- Set task: The records below are to be quoted in full; please keep every word exact.
-------- Data records
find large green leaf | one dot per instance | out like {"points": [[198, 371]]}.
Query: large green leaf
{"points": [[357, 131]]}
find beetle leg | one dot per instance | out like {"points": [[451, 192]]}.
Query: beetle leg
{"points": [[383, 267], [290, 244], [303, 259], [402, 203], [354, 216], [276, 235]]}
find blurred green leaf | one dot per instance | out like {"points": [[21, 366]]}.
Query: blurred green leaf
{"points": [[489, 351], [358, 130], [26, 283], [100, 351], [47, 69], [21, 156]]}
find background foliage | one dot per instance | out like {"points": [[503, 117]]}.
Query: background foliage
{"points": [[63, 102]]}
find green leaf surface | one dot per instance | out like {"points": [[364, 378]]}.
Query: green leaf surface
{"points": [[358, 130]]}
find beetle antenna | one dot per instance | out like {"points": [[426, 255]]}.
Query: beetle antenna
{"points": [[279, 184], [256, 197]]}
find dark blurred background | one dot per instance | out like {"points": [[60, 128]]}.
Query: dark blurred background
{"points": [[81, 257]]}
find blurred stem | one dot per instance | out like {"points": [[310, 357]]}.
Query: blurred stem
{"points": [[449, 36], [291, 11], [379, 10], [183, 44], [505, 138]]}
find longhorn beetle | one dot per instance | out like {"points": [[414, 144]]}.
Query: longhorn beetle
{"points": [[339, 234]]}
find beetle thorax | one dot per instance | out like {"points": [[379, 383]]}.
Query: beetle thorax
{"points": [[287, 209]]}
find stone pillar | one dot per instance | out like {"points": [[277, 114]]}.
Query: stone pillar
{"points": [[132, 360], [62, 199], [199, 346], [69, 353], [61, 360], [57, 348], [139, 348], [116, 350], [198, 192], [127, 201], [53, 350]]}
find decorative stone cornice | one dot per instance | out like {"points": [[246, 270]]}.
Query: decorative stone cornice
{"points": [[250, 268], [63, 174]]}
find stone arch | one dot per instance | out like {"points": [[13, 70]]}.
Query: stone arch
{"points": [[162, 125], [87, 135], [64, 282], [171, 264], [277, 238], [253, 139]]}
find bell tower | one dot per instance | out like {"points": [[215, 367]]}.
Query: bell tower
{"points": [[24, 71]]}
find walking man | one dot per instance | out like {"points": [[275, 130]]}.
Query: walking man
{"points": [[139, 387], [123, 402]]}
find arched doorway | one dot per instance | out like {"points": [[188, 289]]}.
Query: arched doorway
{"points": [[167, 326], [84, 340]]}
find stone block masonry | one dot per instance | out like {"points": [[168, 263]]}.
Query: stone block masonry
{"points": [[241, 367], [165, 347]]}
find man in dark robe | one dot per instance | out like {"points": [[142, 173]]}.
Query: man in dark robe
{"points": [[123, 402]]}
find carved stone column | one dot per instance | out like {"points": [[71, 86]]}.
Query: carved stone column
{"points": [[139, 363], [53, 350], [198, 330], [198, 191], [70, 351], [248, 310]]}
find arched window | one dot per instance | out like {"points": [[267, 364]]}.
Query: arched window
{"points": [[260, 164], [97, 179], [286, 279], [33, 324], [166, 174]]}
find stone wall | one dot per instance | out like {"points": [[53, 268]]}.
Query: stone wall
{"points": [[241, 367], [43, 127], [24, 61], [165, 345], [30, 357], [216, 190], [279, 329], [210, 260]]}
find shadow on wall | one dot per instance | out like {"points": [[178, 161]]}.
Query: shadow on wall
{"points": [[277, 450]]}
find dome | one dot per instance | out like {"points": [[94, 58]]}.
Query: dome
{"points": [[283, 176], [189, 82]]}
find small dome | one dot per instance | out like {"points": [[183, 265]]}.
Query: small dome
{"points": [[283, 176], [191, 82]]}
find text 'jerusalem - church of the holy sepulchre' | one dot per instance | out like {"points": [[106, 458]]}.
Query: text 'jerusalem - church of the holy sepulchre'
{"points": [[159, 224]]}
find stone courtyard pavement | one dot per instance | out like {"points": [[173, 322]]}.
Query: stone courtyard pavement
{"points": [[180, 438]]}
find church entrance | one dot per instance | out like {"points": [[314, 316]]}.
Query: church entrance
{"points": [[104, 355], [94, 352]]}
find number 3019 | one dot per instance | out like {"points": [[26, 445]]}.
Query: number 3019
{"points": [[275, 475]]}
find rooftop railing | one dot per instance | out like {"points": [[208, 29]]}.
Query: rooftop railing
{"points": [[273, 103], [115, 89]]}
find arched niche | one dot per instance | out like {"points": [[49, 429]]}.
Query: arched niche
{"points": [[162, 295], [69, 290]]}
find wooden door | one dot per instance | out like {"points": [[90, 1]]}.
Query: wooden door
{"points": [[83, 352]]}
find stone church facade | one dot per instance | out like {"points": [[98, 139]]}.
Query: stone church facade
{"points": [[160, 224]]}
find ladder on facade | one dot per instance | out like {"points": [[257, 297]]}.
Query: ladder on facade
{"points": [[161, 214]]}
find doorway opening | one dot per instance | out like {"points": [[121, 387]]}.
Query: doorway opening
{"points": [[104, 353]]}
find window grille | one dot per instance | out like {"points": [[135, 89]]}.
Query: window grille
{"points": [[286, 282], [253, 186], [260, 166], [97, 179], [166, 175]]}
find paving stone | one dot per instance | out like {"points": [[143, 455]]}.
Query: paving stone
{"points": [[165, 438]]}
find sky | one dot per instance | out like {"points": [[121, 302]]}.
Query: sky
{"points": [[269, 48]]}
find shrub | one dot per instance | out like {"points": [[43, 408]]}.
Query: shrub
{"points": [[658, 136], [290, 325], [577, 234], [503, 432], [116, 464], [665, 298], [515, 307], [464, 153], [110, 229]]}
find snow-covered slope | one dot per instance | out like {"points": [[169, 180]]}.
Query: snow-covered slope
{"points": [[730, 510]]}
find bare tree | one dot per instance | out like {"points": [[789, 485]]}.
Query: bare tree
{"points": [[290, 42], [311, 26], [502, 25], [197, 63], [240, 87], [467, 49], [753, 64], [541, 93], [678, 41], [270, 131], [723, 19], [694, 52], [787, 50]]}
----------------
- Answer to the problem:
find large green leaf | one dot per instance | out like {"points": [[198, 371]]}.
Query: large green leaf
{"points": [[357, 131]]}
find beetle leg | one dot per instance | out like {"points": [[451, 192]]}.
Query: beetle leg
{"points": [[383, 267], [290, 244], [303, 259], [402, 203], [354, 216], [276, 235]]}
find blurred green leaf | one dot per instance | out like {"points": [[21, 366]]}.
Query: blurred green leaf
{"points": [[489, 351], [358, 130], [26, 283], [100, 351], [47, 69], [21, 156]]}
find background foliage | one dot per instance | out like {"points": [[503, 117]]}.
Query: background foliage
{"points": [[63, 102]]}
find green leaf surface | one dot per instance | out like {"points": [[364, 378]]}.
Query: green leaf surface
{"points": [[358, 130]]}
find beetle antenna | one dot per instance | out like {"points": [[426, 255]]}.
Query: beetle antenna
{"points": [[279, 184], [256, 197]]}
find dark blurred background | one dot per instance | out like {"points": [[60, 128]]}.
Query: dark blurred background
{"points": [[81, 257]]}
find blurred stem | one dot per instance | out like {"points": [[310, 357]]}.
Query: blurred stem
{"points": [[449, 36], [291, 11], [379, 10], [183, 44], [505, 138]]}
find longhorn beetle | one dot per instance | out like {"points": [[414, 144]]}.
Query: longhorn beetle
{"points": [[339, 234]]}
find beetle thorax | one dot per instance | out like {"points": [[379, 383]]}.
Query: beetle thorax
{"points": [[287, 209]]}
find stone pillar | one dot per instance | out like {"points": [[277, 114]]}.
Query: stone pillar
{"points": [[132, 360], [62, 199], [199, 346], [69, 353], [61, 360], [57, 348], [139, 348], [116, 350], [198, 192], [127, 201], [53, 350]]}
find decorative stone cornice | one dot per instance | out like {"points": [[246, 270]]}.
Query: decorative stone cornice
{"points": [[250, 268], [63, 174]]}
find stone arch | one dot per instance | out like {"points": [[13, 70]]}.
Query: stone arch
{"points": [[162, 125], [87, 135], [64, 282], [171, 264], [277, 238], [253, 139]]}
find bell tower | one dot per instance | out like {"points": [[215, 367]]}.
Query: bell tower
{"points": [[24, 71]]}
find walking man | one dot per instance | out like {"points": [[275, 130]]}.
Query: walking man
{"points": [[139, 387], [123, 402]]}
find arched doorway | one dot per instance | out like {"points": [[188, 289]]}.
Query: arched doorway
{"points": [[167, 326], [84, 340]]}
find stone block masonry | one dot per instance | out like {"points": [[168, 263]]}.
Query: stone block masonry
{"points": [[241, 367], [165, 347]]}
find man in dark robe | one dot per instance | out like {"points": [[142, 173]]}.
Query: man in dark robe
{"points": [[123, 402]]}
find carved stone column | one dot per instance | out like {"points": [[71, 86]]}.
Query: carved stone column
{"points": [[139, 363], [53, 350], [198, 330], [198, 191], [70, 351], [248, 310]]}
find arched window | one dot per instance | out like {"points": [[267, 364]]}.
Query: arched window
{"points": [[260, 164], [97, 179], [286, 279], [33, 324], [166, 174]]}
find stone wall | one dot per instance | out like {"points": [[53, 268]]}.
Query: stone wall
{"points": [[241, 367], [43, 127], [24, 61], [165, 345], [30, 357], [216, 190], [279, 329], [210, 260]]}
find shadow on wall | one dot per instance | out like {"points": [[178, 161]]}.
Query: shadow on wall
{"points": [[277, 450]]}
find dome | one dot per instance | out like {"points": [[94, 58]]}.
Query: dome
{"points": [[283, 176], [189, 82]]}
find small dome | one dot per instance | out like {"points": [[183, 265]]}.
Query: small dome
{"points": [[283, 176], [191, 82]]}
find text 'jerusalem - church of the holy sepulchre' | one dot per instance | out like {"points": [[106, 458]]}.
Query: text 'jerusalem - church of the holy sepulchre'
{"points": [[159, 224]]}
find stone courtyard pavement | one dot per instance | out like {"points": [[173, 322]]}.
Query: stone courtyard pavement
{"points": [[180, 438]]}
find church entrance | one dot per instance | out like {"points": [[314, 316]]}.
Query: church entrance
{"points": [[104, 355], [94, 352]]}
find number 3019 | one dot per instance | out like {"points": [[26, 445]]}.
Query: number 3019
{"points": [[275, 475]]}
find rooftop railing | one dot per instance | out like {"points": [[208, 29]]}.
Query: rooftop railing
{"points": [[273, 103], [115, 89]]}
find arched niche | one dot per instance | out like {"points": [[49, 429]]}.
Query: arched niche
{"points": [[162, 295], [69, 290]]}
find wooden door | one dot per instance | out like {"points": [[90, 1]]}.
Query: wooden door
{"points": [[83, 352]]}
find stone church facade | one dot per instance | out like {"points": [[98, 139]]}.
Query: stone church facade
{"points": [[160, 224]]}
find ladder on facade | one dot per instance | out like {"points": [[257, 297]]}.
Query: ladder on facade
{"points": [[161, 214]]}
find doorway opening | one dot per instance | out like {"points": [[121, 387]]}.
Query: doorway opening
{"points": [[104, 353]]}
find window grille | one dot per instance | out like {"points": [[135, 89]]}.
Query: window grille
{"points": [[286, 282], [253, 186], [260, 166], [97, 179], [166, 175]]}
find paving stone | one dot per instance | out like {"points": [[143, 455]]}.
Query: paving stone
{"points": [[165, 438]]}
find sky | one dot per instance | out like {"points": [[121, 302]]}.
Query: sky
{"points": [[269, 48]]}
find shrub | one dot per instance | out like {"points": [[43, 408]]}.
Query: shrub
{"points": [[658, 136], [290, 325], [577, 234], [503, 432], [116, 464], [665, 298], [515, 307], [464, 153], [110, 229]]}
find snow-covered slope | one dot per instance | out like {"points": [[169, 180]]}.
Query: snow-covered slope
{"points": [[730, 510]]}
find bare tree | one dot per instance | out like {"points": [[789, 485]]}.
Query: bare tree
{"points": [[290, 42], [311, 26], [502, 25], [197, 63], [240, 87], [467, 49], [753, 64], [541, 93], [678, 41], [270, 131], [723, 19], [694, 52], [787, 50]]}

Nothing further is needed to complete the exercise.